start

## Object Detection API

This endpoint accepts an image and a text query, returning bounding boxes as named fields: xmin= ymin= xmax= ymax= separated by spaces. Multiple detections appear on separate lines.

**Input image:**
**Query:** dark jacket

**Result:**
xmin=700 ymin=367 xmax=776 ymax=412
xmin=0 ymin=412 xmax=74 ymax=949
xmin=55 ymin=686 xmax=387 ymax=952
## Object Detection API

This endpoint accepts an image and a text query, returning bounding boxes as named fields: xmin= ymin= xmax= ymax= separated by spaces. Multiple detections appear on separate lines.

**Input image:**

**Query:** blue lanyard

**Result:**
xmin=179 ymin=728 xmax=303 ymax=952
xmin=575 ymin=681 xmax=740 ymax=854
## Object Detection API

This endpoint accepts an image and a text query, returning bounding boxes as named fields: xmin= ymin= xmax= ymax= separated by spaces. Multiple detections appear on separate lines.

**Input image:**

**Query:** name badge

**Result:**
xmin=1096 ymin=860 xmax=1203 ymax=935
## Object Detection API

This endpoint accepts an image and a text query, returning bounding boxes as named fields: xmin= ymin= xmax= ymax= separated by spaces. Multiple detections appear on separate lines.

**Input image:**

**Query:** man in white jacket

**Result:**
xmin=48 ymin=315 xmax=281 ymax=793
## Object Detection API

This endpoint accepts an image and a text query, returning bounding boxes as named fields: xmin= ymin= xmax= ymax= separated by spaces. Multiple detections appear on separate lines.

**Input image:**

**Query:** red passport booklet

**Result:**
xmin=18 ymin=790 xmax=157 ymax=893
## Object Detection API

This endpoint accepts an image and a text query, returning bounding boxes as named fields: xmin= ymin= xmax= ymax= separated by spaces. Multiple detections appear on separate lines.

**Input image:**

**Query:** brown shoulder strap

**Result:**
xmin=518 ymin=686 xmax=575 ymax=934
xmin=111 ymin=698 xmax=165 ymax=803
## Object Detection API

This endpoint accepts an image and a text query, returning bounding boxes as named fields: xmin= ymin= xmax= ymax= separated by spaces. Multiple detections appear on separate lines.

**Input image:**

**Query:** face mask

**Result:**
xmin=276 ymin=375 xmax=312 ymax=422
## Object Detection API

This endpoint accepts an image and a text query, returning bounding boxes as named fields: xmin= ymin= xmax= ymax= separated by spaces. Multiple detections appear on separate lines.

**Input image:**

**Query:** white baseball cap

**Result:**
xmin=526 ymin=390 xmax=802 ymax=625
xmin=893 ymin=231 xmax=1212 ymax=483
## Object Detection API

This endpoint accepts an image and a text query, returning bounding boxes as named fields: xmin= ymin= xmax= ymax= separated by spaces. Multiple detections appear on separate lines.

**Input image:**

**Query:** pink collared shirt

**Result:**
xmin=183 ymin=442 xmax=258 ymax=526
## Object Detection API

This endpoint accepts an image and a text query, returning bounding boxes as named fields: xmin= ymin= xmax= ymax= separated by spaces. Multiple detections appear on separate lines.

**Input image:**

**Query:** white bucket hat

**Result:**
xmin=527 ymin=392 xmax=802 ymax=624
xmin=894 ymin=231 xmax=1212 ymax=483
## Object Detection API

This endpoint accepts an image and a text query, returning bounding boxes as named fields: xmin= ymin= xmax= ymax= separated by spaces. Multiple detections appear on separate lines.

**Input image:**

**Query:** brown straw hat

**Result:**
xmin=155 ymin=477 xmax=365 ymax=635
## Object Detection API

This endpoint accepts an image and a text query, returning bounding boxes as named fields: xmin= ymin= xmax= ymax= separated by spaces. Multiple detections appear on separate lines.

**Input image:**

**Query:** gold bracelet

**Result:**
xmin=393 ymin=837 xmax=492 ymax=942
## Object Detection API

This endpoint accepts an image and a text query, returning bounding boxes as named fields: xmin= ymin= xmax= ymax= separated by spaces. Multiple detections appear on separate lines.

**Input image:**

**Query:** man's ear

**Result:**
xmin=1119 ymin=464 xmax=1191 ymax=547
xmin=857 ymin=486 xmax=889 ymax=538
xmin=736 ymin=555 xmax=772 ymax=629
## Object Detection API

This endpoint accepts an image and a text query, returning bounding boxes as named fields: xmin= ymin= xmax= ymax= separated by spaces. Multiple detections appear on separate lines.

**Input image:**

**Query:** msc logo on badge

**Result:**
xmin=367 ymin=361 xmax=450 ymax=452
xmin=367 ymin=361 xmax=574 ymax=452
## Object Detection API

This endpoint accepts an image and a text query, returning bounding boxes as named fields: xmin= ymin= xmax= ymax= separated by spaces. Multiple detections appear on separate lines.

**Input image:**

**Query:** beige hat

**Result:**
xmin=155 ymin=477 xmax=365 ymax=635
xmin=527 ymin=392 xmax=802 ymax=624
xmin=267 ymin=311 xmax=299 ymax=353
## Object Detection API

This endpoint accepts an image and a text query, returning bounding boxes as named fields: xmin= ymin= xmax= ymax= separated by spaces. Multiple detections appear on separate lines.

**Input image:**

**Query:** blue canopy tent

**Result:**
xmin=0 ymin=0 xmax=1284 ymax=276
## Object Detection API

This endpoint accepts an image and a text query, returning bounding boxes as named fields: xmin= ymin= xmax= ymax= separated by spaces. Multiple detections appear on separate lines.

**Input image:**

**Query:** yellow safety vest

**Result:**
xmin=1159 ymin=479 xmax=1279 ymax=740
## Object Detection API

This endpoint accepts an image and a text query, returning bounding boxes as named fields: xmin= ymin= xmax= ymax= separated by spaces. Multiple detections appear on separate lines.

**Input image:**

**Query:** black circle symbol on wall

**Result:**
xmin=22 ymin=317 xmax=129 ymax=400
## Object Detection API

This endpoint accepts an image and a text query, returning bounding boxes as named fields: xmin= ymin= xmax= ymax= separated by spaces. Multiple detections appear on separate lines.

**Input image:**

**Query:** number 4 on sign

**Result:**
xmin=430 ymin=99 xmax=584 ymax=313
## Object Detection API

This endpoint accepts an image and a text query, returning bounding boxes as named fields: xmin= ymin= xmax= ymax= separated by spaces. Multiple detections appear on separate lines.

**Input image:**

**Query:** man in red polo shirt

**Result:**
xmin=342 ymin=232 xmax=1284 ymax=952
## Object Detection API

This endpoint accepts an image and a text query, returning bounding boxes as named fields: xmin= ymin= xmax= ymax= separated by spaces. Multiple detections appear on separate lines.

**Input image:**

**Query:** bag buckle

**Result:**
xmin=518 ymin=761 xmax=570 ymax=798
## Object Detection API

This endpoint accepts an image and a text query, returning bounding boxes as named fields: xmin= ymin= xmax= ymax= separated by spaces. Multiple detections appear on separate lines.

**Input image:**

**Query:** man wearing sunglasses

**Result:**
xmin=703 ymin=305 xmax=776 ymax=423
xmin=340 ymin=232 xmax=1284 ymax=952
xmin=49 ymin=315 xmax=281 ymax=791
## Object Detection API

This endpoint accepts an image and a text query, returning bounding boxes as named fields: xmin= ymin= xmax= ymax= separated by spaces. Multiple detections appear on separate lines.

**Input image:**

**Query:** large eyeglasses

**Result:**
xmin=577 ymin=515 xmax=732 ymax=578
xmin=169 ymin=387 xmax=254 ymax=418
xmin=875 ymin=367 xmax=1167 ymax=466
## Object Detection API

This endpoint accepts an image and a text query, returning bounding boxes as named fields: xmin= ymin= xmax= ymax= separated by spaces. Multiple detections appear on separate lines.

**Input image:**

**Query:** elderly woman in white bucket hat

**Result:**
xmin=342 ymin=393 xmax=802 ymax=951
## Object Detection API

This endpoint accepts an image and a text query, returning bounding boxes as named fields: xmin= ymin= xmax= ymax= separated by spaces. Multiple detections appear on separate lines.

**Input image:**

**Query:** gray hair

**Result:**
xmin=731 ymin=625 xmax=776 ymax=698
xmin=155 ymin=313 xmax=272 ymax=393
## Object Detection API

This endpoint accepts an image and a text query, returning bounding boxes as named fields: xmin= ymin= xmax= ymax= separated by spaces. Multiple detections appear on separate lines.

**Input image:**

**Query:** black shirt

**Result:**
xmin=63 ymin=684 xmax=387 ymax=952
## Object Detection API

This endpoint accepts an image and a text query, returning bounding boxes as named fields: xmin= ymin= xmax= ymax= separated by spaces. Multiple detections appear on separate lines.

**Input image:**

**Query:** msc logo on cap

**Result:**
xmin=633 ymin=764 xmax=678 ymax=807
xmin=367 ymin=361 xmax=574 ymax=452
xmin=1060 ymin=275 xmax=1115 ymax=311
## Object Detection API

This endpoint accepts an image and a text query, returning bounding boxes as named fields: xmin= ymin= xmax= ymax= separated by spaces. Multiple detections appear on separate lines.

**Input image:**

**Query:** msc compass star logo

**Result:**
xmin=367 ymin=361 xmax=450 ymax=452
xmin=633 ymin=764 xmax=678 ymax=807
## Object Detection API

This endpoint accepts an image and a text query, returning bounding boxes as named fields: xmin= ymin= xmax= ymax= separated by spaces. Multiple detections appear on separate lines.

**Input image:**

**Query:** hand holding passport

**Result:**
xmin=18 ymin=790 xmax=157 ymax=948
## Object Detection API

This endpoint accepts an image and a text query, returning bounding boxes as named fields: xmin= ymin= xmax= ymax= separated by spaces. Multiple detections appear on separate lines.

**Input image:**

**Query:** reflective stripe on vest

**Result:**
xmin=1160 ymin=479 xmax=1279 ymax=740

end

→ **AIM OF THE TASK**
Extract the lines of the entries above without any change. Begin with the first line and stop after the line containing "xmin=55 ymin=686 xmax=387 ymax=952".

→ **SOLVED PROBLEM**
## Object Detection API

This endpoint accepts an image and a text query, returning bounding boxes as named fields: xmin= ymin= xmax= ymax= separated by spaces. Multiple detections appear on separate lines.

**Input image:**
**Query:** dark jacket

**Result:**
xmin=700 ymin=367 xmax=776 ymax=412
xmin=0 ymin=412 xmax=74 ymax=949
xmin=55 ymin=686 xmax=387 ymax=952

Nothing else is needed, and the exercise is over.